WRITTEN REQUEST 1:
Give the listing again, starting at its beginning and ending at the line containing "POLYGON ((411 180, 411", with both ends included and the requests kept as they are. Rescale every coordinate in the answers by 0.45, rounding to whole numbers with halves rounded up, and return only these lines.

PAGE TEXT:

━━━━━━━━━━━━━━━━━━━━

This embodiment allows a particularly simple cylinder construction, such as the one shown in FIG. 3. The relatively low temperatures encountered allow the use of engineering plastics materials in the construction of the cylinder, and indeed such materials have important low heat conductivity advantages.
The cylinder shown in FIG. 3 comprises a uniflow cylinder body 52 having a row of circumferentially arranged ports 53 which constitute the outlet from the working end space P of the cylinder. A cylinder head 54 having the water injector 51 mounted therein is attached to one end of the body 52 and an end plate 55 having therein an inlet 56 and outlet 57 (and respective check valves) is provided for the compressor end space at the other end of the cylinder. A piston 58 and piston rod 59 is provided within the cylinder. The ports 53 are arranged to be uncovered by the piston 58 as the piston approaches the end of its expansion stroke.

━━━━━━━━━━━━━━━━━━━━

GIVEN RECORDS:
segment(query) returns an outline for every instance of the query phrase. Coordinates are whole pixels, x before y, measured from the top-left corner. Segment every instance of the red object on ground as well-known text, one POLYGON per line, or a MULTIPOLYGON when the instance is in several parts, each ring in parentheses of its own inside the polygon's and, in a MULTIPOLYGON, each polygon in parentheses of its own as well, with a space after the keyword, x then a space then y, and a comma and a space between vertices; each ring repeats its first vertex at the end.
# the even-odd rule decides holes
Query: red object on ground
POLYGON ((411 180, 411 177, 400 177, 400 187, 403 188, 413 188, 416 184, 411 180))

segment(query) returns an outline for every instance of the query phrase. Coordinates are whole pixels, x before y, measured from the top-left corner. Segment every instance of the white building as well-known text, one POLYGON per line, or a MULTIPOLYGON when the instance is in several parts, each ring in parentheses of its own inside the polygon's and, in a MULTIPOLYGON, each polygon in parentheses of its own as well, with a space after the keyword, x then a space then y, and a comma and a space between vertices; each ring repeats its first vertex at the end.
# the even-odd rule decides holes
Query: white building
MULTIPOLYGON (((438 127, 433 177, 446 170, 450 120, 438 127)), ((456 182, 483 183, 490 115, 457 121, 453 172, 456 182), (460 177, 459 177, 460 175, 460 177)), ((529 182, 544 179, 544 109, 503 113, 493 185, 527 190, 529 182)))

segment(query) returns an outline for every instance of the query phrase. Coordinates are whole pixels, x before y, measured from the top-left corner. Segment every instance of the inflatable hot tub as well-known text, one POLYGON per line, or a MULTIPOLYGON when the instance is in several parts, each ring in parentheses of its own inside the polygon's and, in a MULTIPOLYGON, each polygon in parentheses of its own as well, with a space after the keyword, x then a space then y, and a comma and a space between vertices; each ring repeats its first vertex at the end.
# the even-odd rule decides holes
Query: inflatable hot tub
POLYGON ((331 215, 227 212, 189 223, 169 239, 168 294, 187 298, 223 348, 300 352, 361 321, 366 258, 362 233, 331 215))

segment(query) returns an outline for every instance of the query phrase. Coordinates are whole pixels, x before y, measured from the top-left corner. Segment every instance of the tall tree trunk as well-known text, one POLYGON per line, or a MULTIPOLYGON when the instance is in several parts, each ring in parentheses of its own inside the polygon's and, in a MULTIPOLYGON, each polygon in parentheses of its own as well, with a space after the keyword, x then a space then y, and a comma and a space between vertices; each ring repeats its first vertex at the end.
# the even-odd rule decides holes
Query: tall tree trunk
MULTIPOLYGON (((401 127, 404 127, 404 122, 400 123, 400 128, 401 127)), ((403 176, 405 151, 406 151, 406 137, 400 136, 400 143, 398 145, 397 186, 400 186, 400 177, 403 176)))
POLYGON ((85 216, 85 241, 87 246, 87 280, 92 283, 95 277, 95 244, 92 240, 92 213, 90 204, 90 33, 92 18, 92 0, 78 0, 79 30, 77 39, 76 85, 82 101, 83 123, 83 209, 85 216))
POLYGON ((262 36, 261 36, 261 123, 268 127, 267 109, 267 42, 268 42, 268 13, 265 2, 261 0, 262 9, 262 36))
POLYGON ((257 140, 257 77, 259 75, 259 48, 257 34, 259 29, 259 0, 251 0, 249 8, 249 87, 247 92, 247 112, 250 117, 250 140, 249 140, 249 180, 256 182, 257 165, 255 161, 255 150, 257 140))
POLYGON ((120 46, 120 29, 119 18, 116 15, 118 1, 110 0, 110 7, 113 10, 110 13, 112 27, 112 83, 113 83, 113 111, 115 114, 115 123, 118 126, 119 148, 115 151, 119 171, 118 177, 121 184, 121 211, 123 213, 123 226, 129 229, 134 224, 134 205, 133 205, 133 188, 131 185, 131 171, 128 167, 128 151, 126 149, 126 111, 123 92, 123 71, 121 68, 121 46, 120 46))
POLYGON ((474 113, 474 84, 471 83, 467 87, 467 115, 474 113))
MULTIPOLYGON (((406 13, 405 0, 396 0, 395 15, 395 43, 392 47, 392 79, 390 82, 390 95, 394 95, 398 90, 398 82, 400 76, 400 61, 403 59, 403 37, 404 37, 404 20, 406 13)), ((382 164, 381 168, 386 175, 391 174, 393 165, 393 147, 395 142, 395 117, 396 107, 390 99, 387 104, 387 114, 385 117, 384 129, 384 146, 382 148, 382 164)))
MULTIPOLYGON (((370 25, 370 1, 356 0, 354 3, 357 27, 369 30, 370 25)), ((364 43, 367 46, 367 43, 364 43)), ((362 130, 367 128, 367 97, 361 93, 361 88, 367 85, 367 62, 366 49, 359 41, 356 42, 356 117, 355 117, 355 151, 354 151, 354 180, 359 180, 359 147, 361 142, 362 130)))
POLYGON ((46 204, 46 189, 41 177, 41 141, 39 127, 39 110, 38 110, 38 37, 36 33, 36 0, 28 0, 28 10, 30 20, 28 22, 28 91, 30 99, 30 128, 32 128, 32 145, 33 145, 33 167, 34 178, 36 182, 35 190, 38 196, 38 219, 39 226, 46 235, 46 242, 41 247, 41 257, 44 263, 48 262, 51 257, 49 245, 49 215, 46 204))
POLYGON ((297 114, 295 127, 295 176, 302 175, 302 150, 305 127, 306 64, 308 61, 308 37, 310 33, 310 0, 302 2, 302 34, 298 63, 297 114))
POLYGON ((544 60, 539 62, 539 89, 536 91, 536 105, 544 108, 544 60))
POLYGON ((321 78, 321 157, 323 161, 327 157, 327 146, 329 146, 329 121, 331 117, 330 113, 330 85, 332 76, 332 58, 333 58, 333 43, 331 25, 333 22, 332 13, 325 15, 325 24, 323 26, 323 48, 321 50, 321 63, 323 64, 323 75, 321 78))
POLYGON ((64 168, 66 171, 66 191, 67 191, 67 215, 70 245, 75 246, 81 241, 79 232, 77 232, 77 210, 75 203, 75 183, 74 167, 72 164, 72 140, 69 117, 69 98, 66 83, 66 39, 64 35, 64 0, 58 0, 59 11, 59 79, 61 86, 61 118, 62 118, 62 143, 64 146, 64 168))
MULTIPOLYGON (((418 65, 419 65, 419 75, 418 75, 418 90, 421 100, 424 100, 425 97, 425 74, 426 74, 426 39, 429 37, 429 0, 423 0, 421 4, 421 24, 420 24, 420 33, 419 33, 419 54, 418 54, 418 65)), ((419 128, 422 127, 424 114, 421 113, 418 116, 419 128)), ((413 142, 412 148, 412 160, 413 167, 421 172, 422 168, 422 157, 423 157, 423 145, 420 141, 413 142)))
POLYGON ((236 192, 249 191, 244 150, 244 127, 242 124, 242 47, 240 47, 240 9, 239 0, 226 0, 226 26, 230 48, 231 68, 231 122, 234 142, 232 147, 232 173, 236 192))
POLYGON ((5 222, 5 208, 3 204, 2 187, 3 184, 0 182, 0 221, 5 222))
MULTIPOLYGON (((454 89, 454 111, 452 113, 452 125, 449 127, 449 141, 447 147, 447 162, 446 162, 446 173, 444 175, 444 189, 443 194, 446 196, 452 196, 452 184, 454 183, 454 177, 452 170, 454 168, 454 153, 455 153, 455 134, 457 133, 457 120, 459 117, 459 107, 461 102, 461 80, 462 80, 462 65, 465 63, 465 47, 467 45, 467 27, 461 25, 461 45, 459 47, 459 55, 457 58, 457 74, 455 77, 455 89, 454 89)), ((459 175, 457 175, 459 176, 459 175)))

━━━━━━━━━━━━━━━━━━━━

WRITTEN REQUEST 2:
Summarize the passage on the cylinder construction in three sentences.

EXERCISE SOLUTION 1:
segment(query) returns an outline for every instance of the query phrase. Coordinates are whole pixels, x before y, measured from the top-left corner. Segment every instance of the red object on ground as well-known text, one POLYGON per line, or a MULTIPOLYGON when the instance is in several parts, each ring in parentheses of its own inside the polygon's and, in a MULTIPOLYGON, each polygon in parentheses of its own as well, with a space after the keyword, x then a space then y, and a comma and a space between vertices; each ring repeats its first vertex at the end.
# the even-odd rule decides holes
Query: red object on ground
POLYGON ((185 81, 185 80, 180 80, 180 84, 181 85, 186 85, 187 83, 185 81))

EXERCISE SOLUTION 2:
This embodiment permits a simple cylinder construction, and the low temperatures involved allow engineering plastics, which have useful low heat conductivity, to be used. The cylinder has a uniflow body with a row of circumferential ports forming the outlet from the working end space, a head carrying the water injector at one end, and an end plate with an inlet, an outlet and check valves for the compressor end space at the other. A piston and piston rod sit inside the cylinder, and the piston uncovers the ports as it nears the end of its expansion stroke.